### WHAT YOU WILL DO
Report how many lines of these entries hold the string "Would"; reply with the number alone.

Stored data entries
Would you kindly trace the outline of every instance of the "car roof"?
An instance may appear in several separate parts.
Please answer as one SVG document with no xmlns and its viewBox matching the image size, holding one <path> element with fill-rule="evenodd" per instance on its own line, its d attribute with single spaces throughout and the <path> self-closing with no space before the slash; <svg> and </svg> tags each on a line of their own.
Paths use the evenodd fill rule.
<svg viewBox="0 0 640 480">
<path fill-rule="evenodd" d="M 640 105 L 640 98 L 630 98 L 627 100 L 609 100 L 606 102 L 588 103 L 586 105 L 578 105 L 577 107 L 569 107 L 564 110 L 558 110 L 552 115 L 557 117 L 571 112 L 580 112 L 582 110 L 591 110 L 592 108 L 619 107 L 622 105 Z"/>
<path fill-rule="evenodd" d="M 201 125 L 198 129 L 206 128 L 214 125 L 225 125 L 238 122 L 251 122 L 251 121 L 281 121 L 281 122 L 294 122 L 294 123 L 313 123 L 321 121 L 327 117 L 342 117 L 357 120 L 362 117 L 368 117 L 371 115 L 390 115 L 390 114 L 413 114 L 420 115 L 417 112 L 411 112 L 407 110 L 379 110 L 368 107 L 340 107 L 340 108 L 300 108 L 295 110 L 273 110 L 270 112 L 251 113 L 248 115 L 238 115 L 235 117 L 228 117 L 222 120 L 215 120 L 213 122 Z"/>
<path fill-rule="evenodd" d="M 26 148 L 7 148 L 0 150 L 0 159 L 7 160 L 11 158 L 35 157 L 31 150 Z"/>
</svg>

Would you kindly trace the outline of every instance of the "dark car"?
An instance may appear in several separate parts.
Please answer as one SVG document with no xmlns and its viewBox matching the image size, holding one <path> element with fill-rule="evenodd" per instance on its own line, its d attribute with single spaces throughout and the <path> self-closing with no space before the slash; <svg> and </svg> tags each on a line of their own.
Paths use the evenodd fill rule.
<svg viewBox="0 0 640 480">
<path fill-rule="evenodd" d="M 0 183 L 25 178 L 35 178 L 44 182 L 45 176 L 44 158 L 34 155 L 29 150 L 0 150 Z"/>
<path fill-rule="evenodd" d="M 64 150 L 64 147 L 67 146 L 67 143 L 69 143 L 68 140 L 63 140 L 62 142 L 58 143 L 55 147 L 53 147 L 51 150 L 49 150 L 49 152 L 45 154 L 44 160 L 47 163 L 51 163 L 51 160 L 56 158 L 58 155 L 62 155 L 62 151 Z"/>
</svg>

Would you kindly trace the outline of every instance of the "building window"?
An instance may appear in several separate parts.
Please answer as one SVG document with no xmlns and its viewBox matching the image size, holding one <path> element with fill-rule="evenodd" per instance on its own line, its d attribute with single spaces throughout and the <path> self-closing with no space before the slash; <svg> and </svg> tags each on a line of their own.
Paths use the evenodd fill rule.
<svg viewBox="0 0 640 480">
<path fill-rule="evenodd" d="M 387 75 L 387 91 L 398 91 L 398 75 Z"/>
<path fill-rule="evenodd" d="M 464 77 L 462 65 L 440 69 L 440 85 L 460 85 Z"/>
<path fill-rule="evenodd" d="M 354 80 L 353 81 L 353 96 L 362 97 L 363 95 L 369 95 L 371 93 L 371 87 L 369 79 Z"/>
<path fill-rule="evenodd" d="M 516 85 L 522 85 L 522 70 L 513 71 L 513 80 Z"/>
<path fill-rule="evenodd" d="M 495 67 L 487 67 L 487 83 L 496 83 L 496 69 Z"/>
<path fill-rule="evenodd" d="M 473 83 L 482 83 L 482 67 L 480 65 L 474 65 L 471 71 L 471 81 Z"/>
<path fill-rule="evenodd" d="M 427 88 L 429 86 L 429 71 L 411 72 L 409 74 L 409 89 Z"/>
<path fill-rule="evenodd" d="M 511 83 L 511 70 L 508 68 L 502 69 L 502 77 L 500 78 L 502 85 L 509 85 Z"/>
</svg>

### ANSWER
3